- _Source records_

*** Begin section ***

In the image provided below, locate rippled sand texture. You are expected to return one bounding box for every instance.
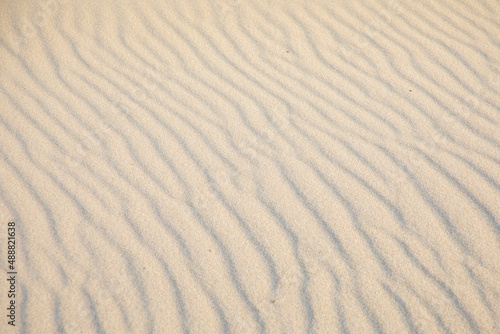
[1,0,500,333]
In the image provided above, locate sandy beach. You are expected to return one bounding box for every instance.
[1,0,500,332]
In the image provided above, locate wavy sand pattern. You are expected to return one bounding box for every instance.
[1,0,500,333]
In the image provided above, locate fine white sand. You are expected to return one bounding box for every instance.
[1,0,500,333]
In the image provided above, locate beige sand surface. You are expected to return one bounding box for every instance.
[1,0,500,333]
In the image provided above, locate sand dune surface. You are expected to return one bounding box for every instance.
[1,0,500,333]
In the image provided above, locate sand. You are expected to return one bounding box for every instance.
[1,0,500,333]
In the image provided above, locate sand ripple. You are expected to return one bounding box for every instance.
[1,0,500,333]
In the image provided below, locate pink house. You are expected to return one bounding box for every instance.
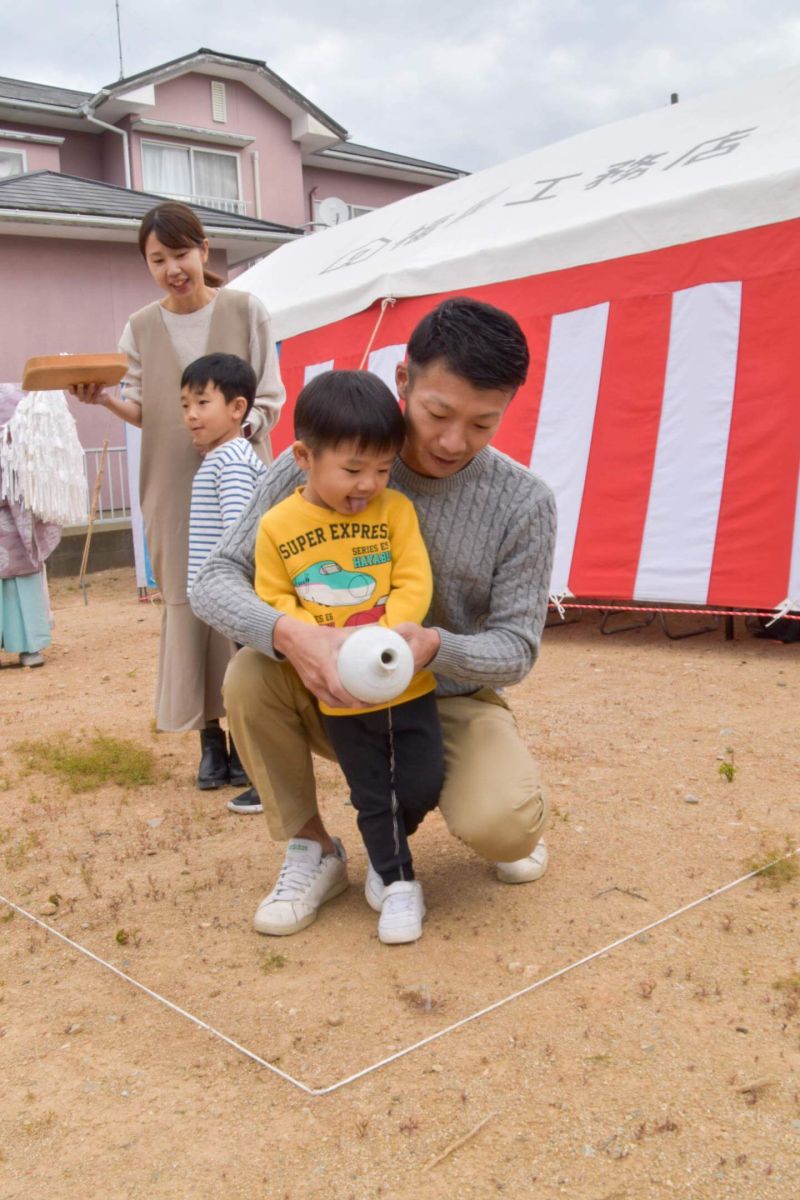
[0,48,464,459]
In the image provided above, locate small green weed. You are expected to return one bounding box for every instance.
[746,847,799,889]
[260,952,287,974]
[772,973,800,993]
[115,928,140,947]
[15,735,157,792]
[718,747,737,783]
[3,832,41,872]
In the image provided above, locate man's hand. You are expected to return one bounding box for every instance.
[273,616,361,709]
[393,622,441,672]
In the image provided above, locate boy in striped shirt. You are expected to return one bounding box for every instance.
[182,352,267,812]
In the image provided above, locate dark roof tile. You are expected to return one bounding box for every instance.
[319,140,465,175]
[0,170,301,234]
[0,75,90,108]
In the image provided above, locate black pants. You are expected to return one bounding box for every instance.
[322,692,444,886]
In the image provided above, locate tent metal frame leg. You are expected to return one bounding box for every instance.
[600,609,719,639]
[599,609,657,635]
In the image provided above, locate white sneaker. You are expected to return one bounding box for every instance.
[19,652,44,668]
[253,837,348,936]
[364,859,385,912]
[495,839,549,884]
[378,880,426,945]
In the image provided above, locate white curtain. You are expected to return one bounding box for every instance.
[193,150,238,200]
[141,143,192,197]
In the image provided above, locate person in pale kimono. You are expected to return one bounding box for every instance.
[0,385,61,667]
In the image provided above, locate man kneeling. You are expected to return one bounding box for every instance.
[191,297,557,938]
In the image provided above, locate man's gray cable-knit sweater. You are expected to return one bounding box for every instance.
[191,446,557,697]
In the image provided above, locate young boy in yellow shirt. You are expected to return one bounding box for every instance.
[254,370,443,944]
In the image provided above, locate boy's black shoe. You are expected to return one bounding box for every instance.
[197,726,229,790]
[228,735,250,788]
[227,787,263,814]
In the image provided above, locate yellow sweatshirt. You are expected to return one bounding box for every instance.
[255,487,436,716]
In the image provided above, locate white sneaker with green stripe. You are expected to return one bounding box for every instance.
[254,837,348,936]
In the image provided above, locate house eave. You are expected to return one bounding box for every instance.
[130,118,256,148]
[304,151,465,187]
[0,209,299,262]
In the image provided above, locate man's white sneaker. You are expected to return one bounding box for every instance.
[253,837,348,936]
[495,839,549,884]
[378,880,425,945]
[364,859,385,912]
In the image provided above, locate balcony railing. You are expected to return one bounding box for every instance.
[83,445,131,522]
[151,191,248,216]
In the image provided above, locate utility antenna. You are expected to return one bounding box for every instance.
[114,0,125,79]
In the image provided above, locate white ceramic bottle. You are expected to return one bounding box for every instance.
[336,626,415,704]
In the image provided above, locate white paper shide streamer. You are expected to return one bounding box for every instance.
[0,390,88,525]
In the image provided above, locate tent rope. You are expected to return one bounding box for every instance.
[358,297,396,369]
[549,601,800,621]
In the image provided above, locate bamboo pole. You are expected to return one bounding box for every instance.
[78,439,108,605]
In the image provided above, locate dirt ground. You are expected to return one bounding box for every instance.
[1,568,798,1200]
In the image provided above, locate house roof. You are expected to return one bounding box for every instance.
[0,170,299,232]
[0,170,301,264]
[0,50,463,178]
[314,140,466,180]
[0,75,91,110]
[91,48,348,141]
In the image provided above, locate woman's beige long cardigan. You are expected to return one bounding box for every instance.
[123,288,284,731]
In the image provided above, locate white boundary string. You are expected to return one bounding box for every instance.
[2,846,797,1098]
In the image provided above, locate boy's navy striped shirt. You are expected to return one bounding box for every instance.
[188,437,266,595]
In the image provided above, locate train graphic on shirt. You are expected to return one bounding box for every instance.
[292,560,377,607]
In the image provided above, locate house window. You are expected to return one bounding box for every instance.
[313,198,375,226]
[141,140,244,214]
[211,81,227,124]
[0,148,26,179]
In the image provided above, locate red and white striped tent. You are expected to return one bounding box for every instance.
[234,69,800,614]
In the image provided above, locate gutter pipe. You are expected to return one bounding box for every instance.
[79,104,132,190]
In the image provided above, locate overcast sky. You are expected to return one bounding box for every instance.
[4,1,800,171]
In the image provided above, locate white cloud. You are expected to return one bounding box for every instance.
[2,0,800,170]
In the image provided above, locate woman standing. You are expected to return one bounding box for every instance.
[75,202,284,799]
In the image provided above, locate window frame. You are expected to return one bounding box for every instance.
[140,138,243,209]
[0,146,27,179]
[313,198,377,226]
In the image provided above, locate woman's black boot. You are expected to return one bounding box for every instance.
[197,725,229,790]
[228,735,250,788]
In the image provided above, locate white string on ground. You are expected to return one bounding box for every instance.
[2,845,797,1098]
[0,896,314,1095]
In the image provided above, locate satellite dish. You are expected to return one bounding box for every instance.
[317,196,350,227]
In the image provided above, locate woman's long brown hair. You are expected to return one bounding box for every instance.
[138,202,224,288]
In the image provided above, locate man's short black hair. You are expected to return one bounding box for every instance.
[295,370,405,455]
[181,353,257,417]
[406,297,529,392]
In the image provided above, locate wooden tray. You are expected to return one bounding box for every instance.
[22,353,128,391]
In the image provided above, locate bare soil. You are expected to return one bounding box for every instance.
[1,569,798,1200]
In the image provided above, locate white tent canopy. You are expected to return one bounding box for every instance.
[234,67,800,341]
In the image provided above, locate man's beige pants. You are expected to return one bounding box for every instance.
[224,649,547,863]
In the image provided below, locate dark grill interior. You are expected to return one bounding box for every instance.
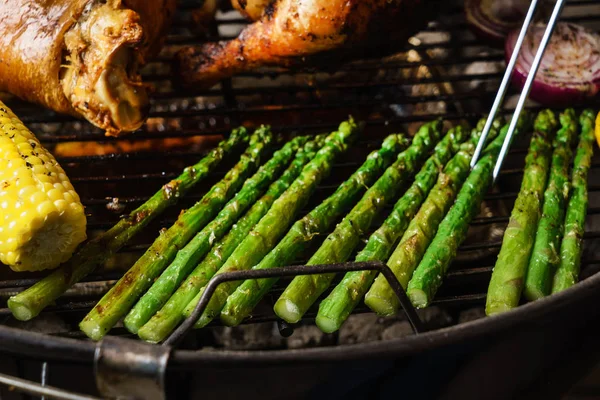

*** End section ***

The reply needs to repeat exactly the line containing "In the image provided above, locate man's short" and each line after it, through the final line of the entries above, and to skip the pictures.

- _Solution to the problem_
In the image provided above, locate man's short black hair. You are expected to return one bounding box for every instance.
[295,370,405,455]
[181,353,257,417]
[406,297,529,392]
In the image provided above, locate wooden tray. You are expected to return one bounding box for every instance.
[22,353,128,391]
In the image provided above, locate bare soil. You are expected to return one bounding box for every instance.
[1,569,798,1200]
In the image provided above, locate white tent canopy. You are expected to return one bounding box for every instance.
[234,67,800,341]
In the image provided above, locate man's beige pants. You are expected to return one bounding box for every instance.
[224,649,547,863]
In the image provided below, locate dark grill interior. You are expected to return one bounding box for every instance.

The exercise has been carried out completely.